**YOUR GOAL:**
Among the lines below, restate word for word only those from the line with "Target: red fire truck" through the line with "Target: roof rail", with both end lines kept.

====== THE INPUT ======

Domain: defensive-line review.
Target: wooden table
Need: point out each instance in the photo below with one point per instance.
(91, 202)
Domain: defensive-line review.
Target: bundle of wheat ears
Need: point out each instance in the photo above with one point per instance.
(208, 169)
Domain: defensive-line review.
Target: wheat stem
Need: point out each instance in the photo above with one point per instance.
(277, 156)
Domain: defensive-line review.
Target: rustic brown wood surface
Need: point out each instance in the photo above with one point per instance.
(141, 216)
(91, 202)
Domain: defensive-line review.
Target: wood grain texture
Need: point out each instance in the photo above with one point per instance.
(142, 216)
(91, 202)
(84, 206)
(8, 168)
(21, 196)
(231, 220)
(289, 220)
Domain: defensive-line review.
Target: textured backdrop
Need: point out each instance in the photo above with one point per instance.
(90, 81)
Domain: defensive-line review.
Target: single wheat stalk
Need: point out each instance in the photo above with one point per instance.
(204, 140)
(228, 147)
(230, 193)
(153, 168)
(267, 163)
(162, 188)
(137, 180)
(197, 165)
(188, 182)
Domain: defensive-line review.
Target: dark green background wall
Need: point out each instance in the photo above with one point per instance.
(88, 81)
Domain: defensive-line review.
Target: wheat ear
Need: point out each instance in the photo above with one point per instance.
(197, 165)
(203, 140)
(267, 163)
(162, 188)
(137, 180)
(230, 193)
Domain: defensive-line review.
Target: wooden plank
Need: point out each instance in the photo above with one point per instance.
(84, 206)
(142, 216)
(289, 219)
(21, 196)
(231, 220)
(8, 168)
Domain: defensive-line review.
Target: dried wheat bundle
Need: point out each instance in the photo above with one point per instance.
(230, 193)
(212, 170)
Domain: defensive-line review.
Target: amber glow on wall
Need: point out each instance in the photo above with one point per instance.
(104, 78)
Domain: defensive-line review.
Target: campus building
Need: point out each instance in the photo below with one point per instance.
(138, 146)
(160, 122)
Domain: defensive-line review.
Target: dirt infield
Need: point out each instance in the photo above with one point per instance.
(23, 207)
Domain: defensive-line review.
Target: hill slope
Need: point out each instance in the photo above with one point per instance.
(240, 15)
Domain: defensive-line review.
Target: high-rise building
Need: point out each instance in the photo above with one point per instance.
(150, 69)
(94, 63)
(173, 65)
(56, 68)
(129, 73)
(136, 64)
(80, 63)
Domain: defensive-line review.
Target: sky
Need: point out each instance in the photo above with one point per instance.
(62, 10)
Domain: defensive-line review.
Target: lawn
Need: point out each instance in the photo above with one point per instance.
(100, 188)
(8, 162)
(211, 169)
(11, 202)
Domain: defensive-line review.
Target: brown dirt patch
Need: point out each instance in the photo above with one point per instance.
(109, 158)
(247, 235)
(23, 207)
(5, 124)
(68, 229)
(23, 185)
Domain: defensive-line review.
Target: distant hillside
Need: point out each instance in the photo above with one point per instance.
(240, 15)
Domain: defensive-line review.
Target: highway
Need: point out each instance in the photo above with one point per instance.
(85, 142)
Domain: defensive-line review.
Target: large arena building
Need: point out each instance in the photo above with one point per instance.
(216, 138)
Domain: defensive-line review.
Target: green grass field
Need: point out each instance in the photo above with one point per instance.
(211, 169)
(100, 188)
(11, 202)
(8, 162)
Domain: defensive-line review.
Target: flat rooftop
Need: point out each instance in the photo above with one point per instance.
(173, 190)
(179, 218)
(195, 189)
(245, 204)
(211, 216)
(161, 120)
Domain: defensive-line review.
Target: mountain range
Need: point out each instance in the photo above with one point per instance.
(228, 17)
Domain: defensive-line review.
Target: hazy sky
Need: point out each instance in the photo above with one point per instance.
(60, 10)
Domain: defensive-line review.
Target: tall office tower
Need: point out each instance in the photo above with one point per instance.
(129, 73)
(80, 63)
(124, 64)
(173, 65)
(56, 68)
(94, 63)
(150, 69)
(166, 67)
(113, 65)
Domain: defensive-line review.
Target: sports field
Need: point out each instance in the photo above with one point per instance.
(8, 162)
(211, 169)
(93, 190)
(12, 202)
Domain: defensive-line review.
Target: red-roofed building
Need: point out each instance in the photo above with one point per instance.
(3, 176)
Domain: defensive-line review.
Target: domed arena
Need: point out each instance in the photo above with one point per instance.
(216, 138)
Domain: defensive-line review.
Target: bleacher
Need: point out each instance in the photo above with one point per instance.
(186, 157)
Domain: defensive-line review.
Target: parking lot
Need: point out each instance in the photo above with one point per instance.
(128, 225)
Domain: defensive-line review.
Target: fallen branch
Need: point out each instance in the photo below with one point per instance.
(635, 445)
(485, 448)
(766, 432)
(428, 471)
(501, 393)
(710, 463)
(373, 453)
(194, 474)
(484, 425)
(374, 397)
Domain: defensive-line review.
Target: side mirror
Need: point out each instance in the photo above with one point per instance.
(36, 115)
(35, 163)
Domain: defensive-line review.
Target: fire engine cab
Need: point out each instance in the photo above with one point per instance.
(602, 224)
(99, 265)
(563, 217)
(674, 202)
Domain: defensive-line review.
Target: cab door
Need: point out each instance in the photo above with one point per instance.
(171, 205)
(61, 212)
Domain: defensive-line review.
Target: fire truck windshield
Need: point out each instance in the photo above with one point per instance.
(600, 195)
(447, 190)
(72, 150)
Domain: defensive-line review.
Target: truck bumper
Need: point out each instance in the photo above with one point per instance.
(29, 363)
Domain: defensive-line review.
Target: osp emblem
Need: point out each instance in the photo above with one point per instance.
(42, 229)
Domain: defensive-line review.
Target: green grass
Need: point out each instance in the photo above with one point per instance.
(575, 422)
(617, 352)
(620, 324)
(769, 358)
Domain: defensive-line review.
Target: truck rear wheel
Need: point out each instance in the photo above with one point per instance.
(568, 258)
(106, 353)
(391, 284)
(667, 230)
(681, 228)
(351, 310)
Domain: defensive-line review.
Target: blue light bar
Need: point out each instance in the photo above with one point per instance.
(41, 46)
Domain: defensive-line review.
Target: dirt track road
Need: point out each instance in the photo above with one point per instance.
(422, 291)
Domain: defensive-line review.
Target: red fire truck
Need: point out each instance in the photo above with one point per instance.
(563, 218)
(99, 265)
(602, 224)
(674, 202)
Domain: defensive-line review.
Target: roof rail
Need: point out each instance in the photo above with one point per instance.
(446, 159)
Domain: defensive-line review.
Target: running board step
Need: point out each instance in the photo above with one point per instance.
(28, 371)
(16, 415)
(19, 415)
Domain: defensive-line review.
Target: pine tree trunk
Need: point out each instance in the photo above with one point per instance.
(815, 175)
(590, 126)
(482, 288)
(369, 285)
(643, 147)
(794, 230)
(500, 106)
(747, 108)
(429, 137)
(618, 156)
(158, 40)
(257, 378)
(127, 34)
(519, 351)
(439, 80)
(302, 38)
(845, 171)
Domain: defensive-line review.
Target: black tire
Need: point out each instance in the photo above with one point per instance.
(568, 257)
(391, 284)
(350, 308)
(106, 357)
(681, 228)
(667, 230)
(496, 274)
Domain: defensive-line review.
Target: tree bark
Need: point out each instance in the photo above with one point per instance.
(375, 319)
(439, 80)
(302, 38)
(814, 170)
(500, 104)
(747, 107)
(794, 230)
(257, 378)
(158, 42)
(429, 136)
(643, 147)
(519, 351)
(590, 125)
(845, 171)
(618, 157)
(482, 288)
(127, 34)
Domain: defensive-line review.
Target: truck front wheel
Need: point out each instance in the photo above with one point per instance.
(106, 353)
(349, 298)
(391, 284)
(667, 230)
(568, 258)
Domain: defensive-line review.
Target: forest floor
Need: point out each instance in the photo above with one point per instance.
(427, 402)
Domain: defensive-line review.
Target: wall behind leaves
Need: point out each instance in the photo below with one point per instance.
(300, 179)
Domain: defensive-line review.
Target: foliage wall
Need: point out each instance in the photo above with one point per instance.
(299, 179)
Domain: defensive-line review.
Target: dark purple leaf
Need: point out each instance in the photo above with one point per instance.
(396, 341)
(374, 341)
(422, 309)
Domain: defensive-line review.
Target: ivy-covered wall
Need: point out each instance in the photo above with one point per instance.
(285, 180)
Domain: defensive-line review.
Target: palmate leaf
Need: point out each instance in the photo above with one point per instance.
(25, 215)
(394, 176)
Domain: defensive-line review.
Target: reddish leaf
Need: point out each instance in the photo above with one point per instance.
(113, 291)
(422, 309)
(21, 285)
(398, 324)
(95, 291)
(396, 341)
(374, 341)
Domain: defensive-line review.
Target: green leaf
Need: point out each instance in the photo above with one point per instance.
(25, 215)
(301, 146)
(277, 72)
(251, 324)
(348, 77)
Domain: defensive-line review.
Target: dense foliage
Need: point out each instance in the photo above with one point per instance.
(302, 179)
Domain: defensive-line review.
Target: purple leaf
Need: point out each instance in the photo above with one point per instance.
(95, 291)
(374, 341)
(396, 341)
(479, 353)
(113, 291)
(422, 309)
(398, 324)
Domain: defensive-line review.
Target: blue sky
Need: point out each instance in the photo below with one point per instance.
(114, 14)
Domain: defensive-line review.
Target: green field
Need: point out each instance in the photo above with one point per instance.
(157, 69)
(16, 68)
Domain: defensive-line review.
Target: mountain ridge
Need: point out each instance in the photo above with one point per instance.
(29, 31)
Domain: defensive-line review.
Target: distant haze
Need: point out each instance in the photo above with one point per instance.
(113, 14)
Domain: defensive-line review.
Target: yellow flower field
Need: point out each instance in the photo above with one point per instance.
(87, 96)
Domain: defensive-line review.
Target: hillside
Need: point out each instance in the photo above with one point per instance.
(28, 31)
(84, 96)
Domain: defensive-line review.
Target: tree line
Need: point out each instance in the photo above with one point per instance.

======

**RESPONSE BELOW:**
Target: red fire truck
Need: point out each instance in the photo above with one point per instance.
(563, 218)
(99, 265)
(602, 224)
(674, 202)
Domain: defensive-line review.
Target: roof rail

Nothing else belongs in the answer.